-- Start of PROVIDED DATA --

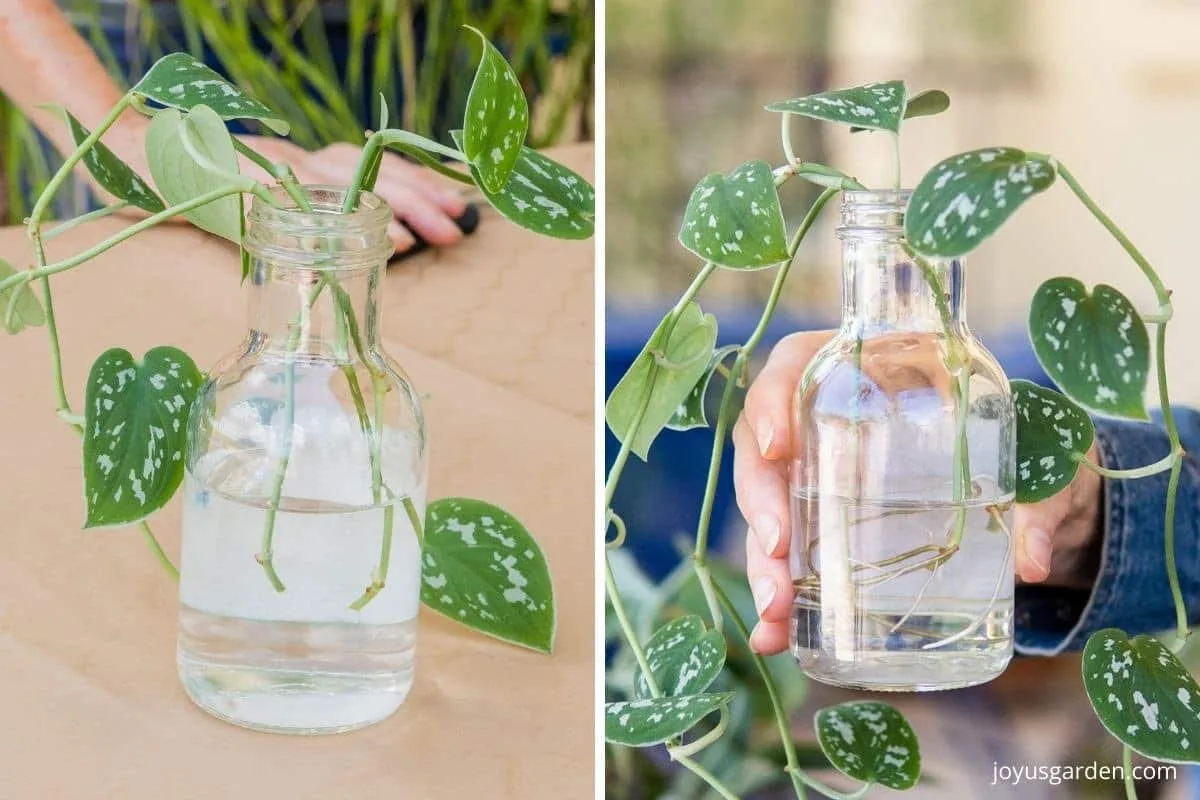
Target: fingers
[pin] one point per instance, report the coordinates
(1035, 523)
(769, 398)
(761, 489)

-- End of PROVIDED DATA --

Present the entries above as a Markdown table with the columns "No." and "Line", one row per line, leaving out blank lines and the pictures.

# EXERCISE RESULT:
| No. | Line |
|---|---|
| 1 | Target: fingers |
| 2 | [pin] one point per instance, report the coordinates |
| 3 | (1035, 523) |
| 4 | (769, 398) |
| 5 | (761, 489) |